# Required actions:
1. Reproduce word for word the portion of the Hires Root Beer history excerpt between "Women prohibitionists destroyed" and "trains were introduced.", inclusive.
2. Pick up the Hires Root Beer history excerpt after its final sentence and keep it going.

Hires To You headerThe Illustrated History of Hires Root Beer



The Pan-American Exposition, a world’s fair held in Buffalo, New York, drew almost eight million attendees.  Technology displays included a 400’ electric tower, and a baby incubator building.  While attending the fair, President William McKinley was shot.  When he died eight days later, Theodore Roosevelt became the youngest U.S. President in American history at age 42. 

The Spindletop gusher in Texas launched one of the richest oil fields in history.

Cadillac Motor Company was founded, and Ransom Olds created the first assembly line for the production of Oldsmobiles, the first mass-produced, gasoline-powered vehicles.  Later in the year the Oldsmobile plant in Detroit, Michigan was destroyed by fire. 

New York became the first state to require automobile license plates.  They cost $1.00.

Electric street cars and interurban lines continued to expand.

The National Bureau of Standards was established to make weights and measures of consumer products more consistent.

Women prohibitionists destroyed twelve Kansas saloons.

Guglielmo Marconi received the first trans-Atlantic wireless message from England. 

The Victor Talking Machine Company acquired American rights to the painting of the dog Nipper listening to a phonograph with the caption “His Master’s Voice.”

King Camp Gillette announced plans to market a disposable razor.

Lionel trains were introduced.

The Coca-Cola Company’s advertising budget for the year reached $100,000.

Records from an annotation dataset:
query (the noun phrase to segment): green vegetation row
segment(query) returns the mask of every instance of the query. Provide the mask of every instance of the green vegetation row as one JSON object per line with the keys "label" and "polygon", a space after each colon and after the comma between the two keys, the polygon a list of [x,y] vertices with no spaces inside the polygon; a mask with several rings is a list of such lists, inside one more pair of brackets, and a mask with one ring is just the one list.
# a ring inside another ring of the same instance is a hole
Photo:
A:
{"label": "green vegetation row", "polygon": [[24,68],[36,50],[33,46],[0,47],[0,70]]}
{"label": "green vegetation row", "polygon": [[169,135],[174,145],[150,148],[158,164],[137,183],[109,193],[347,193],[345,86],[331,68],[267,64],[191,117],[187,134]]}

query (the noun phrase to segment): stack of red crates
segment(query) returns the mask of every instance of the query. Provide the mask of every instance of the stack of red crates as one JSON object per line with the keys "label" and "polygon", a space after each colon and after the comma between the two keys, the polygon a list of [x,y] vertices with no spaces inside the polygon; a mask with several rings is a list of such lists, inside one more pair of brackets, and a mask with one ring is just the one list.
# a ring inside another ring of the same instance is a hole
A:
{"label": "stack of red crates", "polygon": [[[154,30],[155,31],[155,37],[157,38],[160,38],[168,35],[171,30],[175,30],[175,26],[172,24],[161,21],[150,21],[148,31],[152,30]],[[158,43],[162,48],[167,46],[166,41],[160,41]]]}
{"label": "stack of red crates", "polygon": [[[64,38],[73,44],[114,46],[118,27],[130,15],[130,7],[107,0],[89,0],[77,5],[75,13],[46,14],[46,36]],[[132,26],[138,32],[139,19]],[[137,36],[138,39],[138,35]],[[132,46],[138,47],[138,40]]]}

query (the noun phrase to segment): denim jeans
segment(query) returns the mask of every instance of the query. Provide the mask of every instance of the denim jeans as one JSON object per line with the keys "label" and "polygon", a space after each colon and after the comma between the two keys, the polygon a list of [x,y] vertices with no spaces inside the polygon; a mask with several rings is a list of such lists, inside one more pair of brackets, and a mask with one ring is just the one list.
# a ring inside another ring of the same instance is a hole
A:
---
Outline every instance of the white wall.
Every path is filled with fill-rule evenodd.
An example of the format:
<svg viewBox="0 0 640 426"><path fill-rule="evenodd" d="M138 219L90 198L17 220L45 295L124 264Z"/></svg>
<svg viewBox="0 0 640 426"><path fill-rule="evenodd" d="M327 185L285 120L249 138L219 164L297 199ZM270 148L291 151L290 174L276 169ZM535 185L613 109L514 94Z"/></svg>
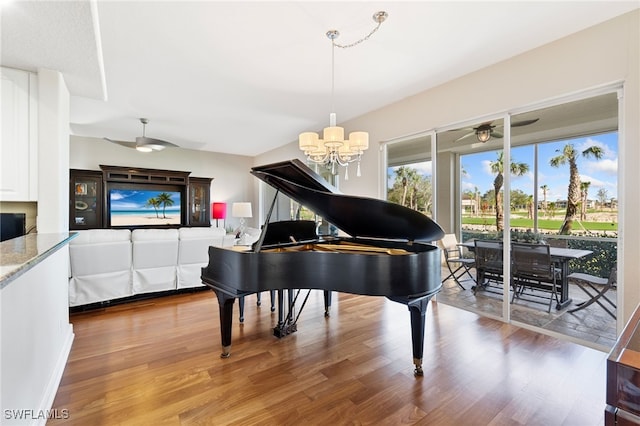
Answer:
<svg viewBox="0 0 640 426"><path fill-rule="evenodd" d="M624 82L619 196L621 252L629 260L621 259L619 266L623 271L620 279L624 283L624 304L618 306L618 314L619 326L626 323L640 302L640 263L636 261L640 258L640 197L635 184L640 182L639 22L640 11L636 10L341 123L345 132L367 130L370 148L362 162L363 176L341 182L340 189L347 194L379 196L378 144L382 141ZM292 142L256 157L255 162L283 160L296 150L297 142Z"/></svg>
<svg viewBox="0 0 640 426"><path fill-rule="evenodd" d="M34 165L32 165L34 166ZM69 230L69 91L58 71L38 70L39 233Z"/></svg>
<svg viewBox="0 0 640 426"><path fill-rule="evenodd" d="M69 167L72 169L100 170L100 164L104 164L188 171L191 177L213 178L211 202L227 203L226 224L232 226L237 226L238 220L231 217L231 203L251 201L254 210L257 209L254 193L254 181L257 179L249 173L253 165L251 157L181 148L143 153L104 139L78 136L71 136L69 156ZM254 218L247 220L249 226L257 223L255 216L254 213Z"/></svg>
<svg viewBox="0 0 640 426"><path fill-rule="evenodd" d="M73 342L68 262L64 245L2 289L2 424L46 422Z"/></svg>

# The answers:
1.
Women prohibitionists destroyed twelve Kansas saloons.

Guglielmo Marconi received the first trans-Atlantic wireless message from England. 

The Victor Talking Machine Company acquired American rights to the painting of the dog Nipper listening to a phonograph with the caption “His Master’s Voice.”

King Camp Gillette announced plans to market a disposable razor.

Lionel trains were introduced.

2.
Hires’ 1901 marketing plan was termed “A Big Push on Hires.”  Special offers were announced to dealers via a die-cut, double-sided, tri-fold mailer.  When folded for mailing, it looked like a Hires’ Improved Root Beer package and was prevented from opening by a stamp bearing an image of the Hires Boy and the message “HIRES TO OUR NEW COLONIES PEACE PROSPERITY FRATERNAL FRIENDSHIP.”  The mention of “OUR NEW COLONIES” was a reference to the United States’ acquisitions as a result of winning the Spanish-American War. 

(Figure 1901-01, “A Big Push on Hires” mailer, front)

(Figure 1901-01, “A Big Push on Hires” mailer, back)

Hires 1901 marketing plan mentioned “Jingle Jokes for Little Folks – beautifully illustrated in colors” booklets would be distributed by the “millions,” and that is not an exaggeration given how many have survived.  These booklets were produced by H. A. Thomas & Wylie Lithographing Company in New York City, and then printed and copyrighted by the Charles E. Hires Company. 

(Figure 1901-02, Jingle Jokes for Little Folks, front cover, pages 1-10, back cover)

(Figure 1901-03, McClure’s Magazine, April 1901)

(Figure 1901-04, Century, Outing, and The Junior Munsey magazines May 1901)

The “Big Push on Hires” continued via special offers to dealers such as this mailing:

(Figure 1901-05, “Big Push on Hires” envelope, front)

(Figure 1901-05, “Big Push on Hires” envelope, back)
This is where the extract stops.